> Try it
Output every entry exactly, from the first line to the last.

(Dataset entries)
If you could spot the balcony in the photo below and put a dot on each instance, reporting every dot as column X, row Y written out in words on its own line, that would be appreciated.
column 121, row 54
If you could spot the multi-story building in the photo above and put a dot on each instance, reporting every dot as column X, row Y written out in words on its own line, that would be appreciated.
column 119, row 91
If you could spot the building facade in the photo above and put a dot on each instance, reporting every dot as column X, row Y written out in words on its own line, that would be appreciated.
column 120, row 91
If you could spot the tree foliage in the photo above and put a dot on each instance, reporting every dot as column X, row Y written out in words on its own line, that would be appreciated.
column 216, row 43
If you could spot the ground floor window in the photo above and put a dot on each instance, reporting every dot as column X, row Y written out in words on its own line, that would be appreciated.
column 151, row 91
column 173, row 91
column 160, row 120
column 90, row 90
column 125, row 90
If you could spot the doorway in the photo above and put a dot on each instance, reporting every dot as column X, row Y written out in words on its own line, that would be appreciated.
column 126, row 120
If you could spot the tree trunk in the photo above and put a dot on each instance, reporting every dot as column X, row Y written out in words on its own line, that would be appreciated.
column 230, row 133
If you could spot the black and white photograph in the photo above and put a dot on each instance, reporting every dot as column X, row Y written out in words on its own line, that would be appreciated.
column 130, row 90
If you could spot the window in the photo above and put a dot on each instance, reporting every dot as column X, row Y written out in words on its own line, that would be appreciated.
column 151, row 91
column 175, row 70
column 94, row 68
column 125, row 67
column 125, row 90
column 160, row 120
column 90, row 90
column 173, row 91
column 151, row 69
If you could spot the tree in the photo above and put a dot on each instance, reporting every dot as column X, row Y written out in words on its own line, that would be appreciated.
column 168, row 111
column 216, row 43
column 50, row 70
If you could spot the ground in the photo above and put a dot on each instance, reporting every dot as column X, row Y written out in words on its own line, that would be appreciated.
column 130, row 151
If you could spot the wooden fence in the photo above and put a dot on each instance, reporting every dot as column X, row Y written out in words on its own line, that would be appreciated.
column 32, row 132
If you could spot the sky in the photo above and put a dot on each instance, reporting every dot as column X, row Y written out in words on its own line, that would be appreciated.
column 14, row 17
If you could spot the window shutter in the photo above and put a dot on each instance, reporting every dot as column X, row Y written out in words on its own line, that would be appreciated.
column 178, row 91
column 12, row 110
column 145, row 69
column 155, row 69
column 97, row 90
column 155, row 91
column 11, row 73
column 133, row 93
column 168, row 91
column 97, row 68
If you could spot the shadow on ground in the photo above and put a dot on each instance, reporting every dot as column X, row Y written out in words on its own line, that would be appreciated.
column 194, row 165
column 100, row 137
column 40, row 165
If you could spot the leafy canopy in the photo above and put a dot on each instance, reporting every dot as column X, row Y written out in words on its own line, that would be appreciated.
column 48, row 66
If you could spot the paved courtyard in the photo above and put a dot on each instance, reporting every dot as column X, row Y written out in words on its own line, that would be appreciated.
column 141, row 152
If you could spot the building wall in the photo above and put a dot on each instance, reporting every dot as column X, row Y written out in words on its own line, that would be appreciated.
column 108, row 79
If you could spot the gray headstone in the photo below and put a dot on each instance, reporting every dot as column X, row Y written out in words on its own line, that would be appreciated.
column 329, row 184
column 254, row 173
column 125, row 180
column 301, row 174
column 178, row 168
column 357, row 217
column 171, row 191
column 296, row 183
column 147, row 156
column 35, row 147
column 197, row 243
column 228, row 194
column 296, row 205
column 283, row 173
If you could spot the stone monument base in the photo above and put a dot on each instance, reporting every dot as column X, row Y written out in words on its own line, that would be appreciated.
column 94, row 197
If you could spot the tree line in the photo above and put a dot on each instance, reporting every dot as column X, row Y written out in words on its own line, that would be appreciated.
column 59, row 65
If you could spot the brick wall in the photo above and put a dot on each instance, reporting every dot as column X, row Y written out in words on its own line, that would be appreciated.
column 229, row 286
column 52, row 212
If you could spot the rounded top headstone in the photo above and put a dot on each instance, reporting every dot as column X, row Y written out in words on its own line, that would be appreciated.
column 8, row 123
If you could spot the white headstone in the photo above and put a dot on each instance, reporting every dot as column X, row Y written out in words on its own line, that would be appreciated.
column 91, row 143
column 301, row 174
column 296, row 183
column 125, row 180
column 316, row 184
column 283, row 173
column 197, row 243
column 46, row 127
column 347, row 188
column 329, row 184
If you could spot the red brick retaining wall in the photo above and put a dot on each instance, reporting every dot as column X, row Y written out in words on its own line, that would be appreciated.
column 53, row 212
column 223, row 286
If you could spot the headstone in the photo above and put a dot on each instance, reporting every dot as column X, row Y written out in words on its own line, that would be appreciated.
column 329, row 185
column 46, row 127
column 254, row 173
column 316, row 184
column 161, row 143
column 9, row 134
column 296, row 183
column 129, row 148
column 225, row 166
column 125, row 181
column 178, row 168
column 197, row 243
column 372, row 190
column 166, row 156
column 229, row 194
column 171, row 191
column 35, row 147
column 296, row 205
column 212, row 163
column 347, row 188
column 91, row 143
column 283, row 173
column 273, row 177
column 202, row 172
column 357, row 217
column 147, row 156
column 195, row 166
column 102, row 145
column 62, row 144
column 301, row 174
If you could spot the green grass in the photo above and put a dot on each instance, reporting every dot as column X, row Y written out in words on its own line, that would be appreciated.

> The completed task
If you could spot the balcony in the photo below and put a dot on each instance, reporting every dot as column X, row Y written out in words on its own line, that would be appreciated.
column 121, row 54
If you could spot the multi-story building in the photo above and put a dot on each instance, reporting every dot as column X, row Y written out in words on its own line, that would be appreciated.
column 119, row 91
If you could spot the building facade in the photo above and put a dot on each instance, reporting every dot as column X, row Y written out in words on its own line, that would be appreciated.
column 120, row 91
If you could spot the tree foliage in the photo above and put a dot on each instance, reporting every dot as column X, row Y written out in words on its own line, that would be appreciated.
column 216, row 43
If you could spot the ground floor window in the photo above and put a dot on each instance, reporting every dot as column X, row Y written out in words on its own line, that would be appreciated.
column 151, row 91
column 173, row 91
column 160, row 120
column 90, row 90
column 125, row 90
If you could spot the doorway in the photo above and put a dot on each instance, reporting every dot as column X, row Y written out in words on its own line, that would be appreciated.
column 126, row 120
If you could spot the tree trunk in the photo above and put a dot on each instance, reporting every dot as column X, row Y written out in words on its own line, that would be appreciated.
column 230, row 133
If you could spot the black and white photograph in the photo above and put a dot on each instance, reporting every dot as column X, row Y written out in words on its own line, that would be appreciated.
column 130, row 90
If you could spot the window in the photo above and put a dot on each instance, reporting every dot as column X, row Y written out in words on its own line, that would be appreciated.
column 151, row 91
column 175, row 70
column 94, row 68
column 125, row 67
column 125, row 90
column 160, row 120
column 90, row 90
column 173, row 91
column 151, row 69
If you could spot the tree in the photo above and put a dot on each instance, reporting every dot as column X, row Y written out in words on its own line, that would be appreciated.
column 168, row 111
column 216, row 43
column 50, row 70
If you could spot the ground in the photo above and put a dot on each instance, reporting every dot as column X, row Y written out in words on its own line, that would be appreciated.
column 130, row 151
If you could spot the wooden fence in the photo above and put a dot on each instance, reporting every dot as column X, row Y written out in words on its own line, that would be appreciated.
column 32, row 132
If you could spot the sky in the photo above and put a dot on each instance, reporting every dot as column X, row Y written out in words on its own line, that would be appreciated.
column 14, row 17
If you could spot the window shutter in the photo above and put a dot on each instance, reporting every dot as column X, row Y written out in words on its own line, that would be appreciated.
column 178, row 91
column 12, row 110
column 145, row 69
column 155, row 69
column 97, row 90
column 155, row 91
column 11, row 73
column 133, row 93
column 168, row 91
column 97, row 68
If you could spot the shadow on ground in the photo above and put a dot on each instance, reporting every dot as column X, row Y written out in words on its own line, that would be appreciated.
column 194, row 165
column 100, row 137
column 40, row 165
If you could spot the leafy canopy in the photo above and put a dot on each instance, reporting every dot as column X, row Y written out in words on its own line, that would be appreciated.
column 48, row 66
If you could spot the paved courtyard in the photo above and put a dot on each instance, reporting every dot as column X, row Y written out in words on its own line, that would be appreciated.
column 141, row 152
If you could spot the building wall in the photo above and put a dot on each instance, reporting every dot as column X, row Y written out in words on its own line, that would be appreciated.
column 108, row 79
If you could spot the gray headstone in the photo below and put a dot on each instance, reporting every dot as column X, row Y written out in words on its own line, that would be appreciated.
column 329, row 184
column 254, row 173
column 125, row 180
column 301, row 174
column 178, row 168
column 357, row 217
column 171, row 191
column 296, row 183
column 147, row 156
column 35, row 147
column 197, row 243
column 228, row 194
column 296, row 205
column 283, row 173
If you could spot the stone monument base in the photo above and put a dot on each instance, reporting every dot as column X, row Y written out in words on its own line, that would be appreciated.
column 94, row 197
If you could spot the tree line in the photo above and put a dot on each instance, reporting every dot as column X, row Y written out in words on its own line, that would be appreciated.
column 59, row 65
If you could spot the brick wall in the photo above and put a dot on each instance, reporting every dot as column X, row Y written out in words on its own line, that would be appreciated.
column 229, row 286
column 52, row 212
If you could spot the rounded top headstone in the photo above and put a dot on each instance, reporting every dot as column X, row Y written out in words on its own line, that would be appreciated.
column 8, row 123
If you could spot the white headstone in the photo above and put a dot on each instance, reporting every dot as column X, row Y written out in words on its own line, that would be appreciated.
column 91, row 143
column 301, row 174
column 296, row 183
column 125, row 180
column 316, row 184
column 283, row 173
column 197, row 243
column 46, row 127
column 347, row 188
column 329, row 184
If you could spot the red brick retaining wall in the photo above and put a dot on each instance, reporting every dot as column X, row Y written out in words on its own line, that would be appreciated.
column 53, row 212
column 223, row 286
If you could spot the headstone in the photo above and put a dot on each instance, reporting every dot as column X, row Y written out in words on its own line, that would be appreciated.
column 329, row 185
column 46, row 127
column 254, row 173
column 316, row 184
column 161, row 143
column 9, row 134
column 296, row 183
column 129, row 148
column 225, row 166
column 125, row 181
column 178, row 168
column 197, row 243
column 372, row 190
column 166, row 156
column 229, row 194
column 171, row 191
column 35, row 147
column 296, row 205
column 212, row 163
column 347, row 188
column 91, row 143
column 283, row 173
column 273, row 177
column 202, row 172
column 357, row 217
column 147, row 156
column 195, row 166
column 102, row 145
column 62, row 144
column 301, row 174
If you could spot the green grass in the photo above and put a dot on each instance, reporting every dot as column X, row Y written out in words on its own line, that would be appreciated.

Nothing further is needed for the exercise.